==== Kaynak Metin ====

Tarihi Bilkent Deklarasyonu'na ilk hukukçu yorumu: Demokrasiye dönüşün belgesi

Tarihi Bilkent Deklarasyonu'na ilk hukukçu yorumu: Demokrasiye dönüşün belgesi
Altı muhalefet partisi 'Yarının Türkiye'si için Güçlendirilmiş Parlamenter Sistem' metnini bugün imzaladı. İstanbul Barosu Başkanı Mehmet Durakoğlu metinde yer alan ve Türkiye'nin bir hukuk ülkesi olması için 6 muhalefet partisinin yargı alanında yapmayı planladıkları önerileri zirvenin yapıldığı Ankara Bilkent Otel'den halktv.com.tr'ye anlattı.

'Yarının Türkiye'si için Güçlendirilmiş Parlamenter Sistem' metninin demokrasiye dönüşün belgesi olarak değerlendirmek gerektiğini belirten İstanbul Barosu Başkanı Mehmet Durakoğlu'na 6 soru yönelttik.

-Metinde hukuk devleti ve kuvvetler ayrılığı ilkesinin Güçlendirilmiş Parlamenter Sistemin olmaz olmazı olduğu kaydedildi. Kuvvetler ayrılığının metinde ele alınan ilk ve en konulardan biri olduğunu görüyoruz. Neler söylemek isteriniz?

==== Sağlanan Kayıtlar ====

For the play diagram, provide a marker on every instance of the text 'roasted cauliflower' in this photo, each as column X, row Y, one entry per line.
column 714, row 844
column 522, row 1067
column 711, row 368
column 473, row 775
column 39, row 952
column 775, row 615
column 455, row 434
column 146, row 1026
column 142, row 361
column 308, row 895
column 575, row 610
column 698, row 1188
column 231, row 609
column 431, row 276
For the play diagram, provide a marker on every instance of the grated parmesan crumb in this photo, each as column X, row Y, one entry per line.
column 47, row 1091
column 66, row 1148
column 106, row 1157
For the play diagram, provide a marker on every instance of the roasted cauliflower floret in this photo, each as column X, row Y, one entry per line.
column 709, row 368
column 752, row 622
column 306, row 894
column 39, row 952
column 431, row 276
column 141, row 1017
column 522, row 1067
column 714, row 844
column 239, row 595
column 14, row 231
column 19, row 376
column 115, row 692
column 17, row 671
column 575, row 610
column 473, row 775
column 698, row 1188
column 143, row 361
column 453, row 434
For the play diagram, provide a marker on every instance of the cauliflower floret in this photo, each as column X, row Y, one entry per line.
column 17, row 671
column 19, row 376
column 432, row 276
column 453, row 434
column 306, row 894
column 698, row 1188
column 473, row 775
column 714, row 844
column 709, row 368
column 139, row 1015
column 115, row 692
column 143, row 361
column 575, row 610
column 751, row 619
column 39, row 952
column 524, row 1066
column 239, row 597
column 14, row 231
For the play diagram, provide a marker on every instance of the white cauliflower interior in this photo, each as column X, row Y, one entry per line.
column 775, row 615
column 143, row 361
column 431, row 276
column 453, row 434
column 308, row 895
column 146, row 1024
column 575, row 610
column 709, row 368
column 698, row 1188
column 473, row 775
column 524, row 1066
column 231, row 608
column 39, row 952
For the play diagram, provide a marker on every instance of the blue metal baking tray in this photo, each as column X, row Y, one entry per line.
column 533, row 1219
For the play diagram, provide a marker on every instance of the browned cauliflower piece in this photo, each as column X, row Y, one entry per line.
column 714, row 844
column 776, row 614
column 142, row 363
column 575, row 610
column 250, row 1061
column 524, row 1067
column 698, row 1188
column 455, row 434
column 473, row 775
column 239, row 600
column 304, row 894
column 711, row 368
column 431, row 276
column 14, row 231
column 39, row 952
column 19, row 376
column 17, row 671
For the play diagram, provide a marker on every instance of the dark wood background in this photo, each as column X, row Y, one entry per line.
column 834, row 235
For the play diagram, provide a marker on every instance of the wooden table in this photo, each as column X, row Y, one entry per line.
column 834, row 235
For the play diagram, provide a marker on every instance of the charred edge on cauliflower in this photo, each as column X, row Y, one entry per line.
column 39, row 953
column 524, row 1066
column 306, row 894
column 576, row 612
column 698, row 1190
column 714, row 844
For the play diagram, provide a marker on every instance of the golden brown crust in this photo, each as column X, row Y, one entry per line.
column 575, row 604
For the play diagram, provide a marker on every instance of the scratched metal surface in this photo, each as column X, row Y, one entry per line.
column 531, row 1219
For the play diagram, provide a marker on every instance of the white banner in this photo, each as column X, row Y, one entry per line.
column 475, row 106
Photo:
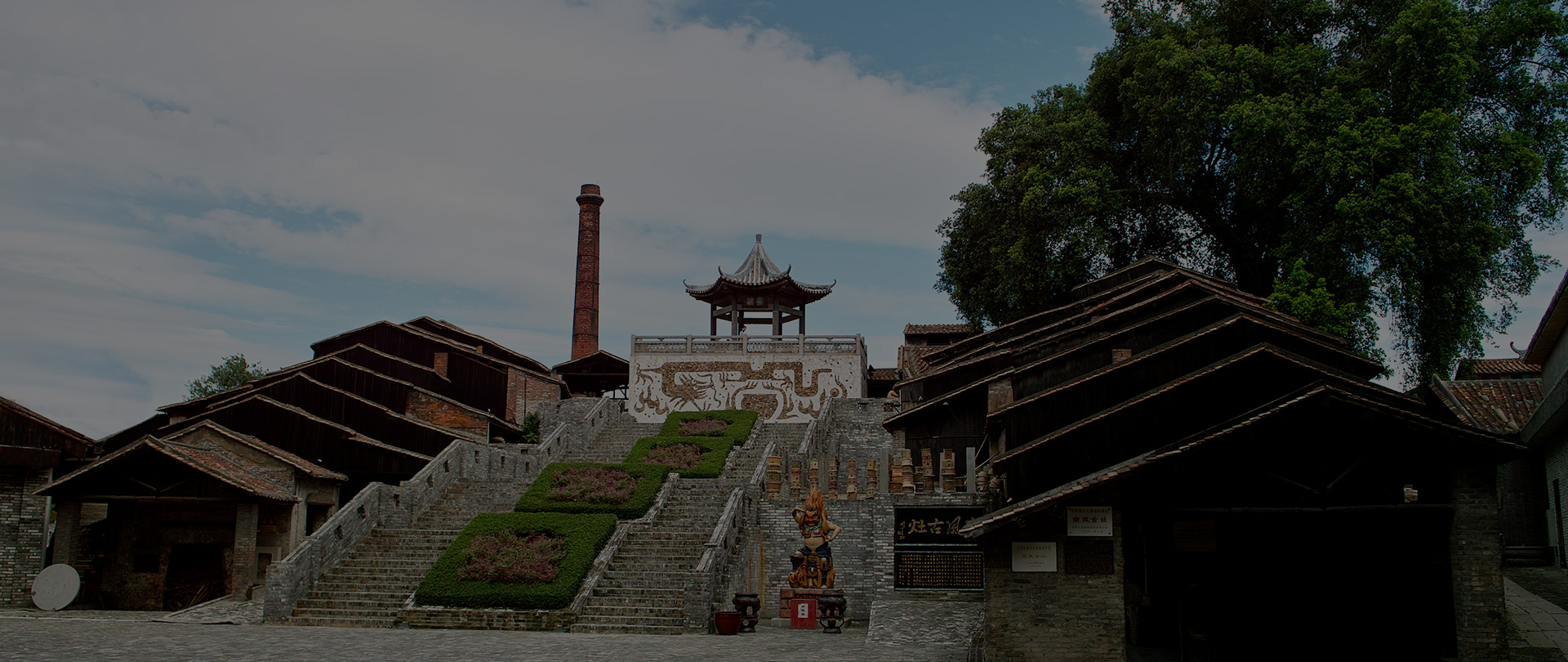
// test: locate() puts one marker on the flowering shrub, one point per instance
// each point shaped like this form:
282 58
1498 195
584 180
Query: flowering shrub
579 539
582 488
593 485
507 557
724 424
703 427
675 455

====

» **Görev Özeti 1**
Aşağıdaki ifadelerin kaynak metinle uyuşup uyuşmadığını belirtiniz. Her ifade için "evet" ya da "hayır" deyip kararı belirleyen sözcükleri metinden aynen aktarınız.
(a) Metni yedi muhalefet partisi imzalamıştır.
(b) Mehmet Durakoğlu açıklamalarını Ankara Bilkent Otel'den yapmıştır.
(c) Mehmet Durakoğlu'na altı soru yöneltilmiştir.
» **Görev Özeti 2**
Kaynak metne göre Mehmet Durakoğlu, imzalanan metnin hangi belge olarak değerlendirilmesi gerektiğini belirtiyor?

» **Tam Yanıt 1**
(a) Hayır: "Altı muhalefet partisi 'Yarının Türkiye'si için Güçlendirilmiş Parlamenter Sistem' metnini bugün imzaladı."
(b) Evet: "zirvenin yapıldığı Ankara Bilkent Otel'den halktv.com.tr'ye anlattı."
(c) Evet: "İstanbul Barosu Başkanı Mehmet Durakoğlu'na 6 soru yönelttik."

» **Tam Yanıt 2**
Demokrasiye dönüşün belgesi olarak.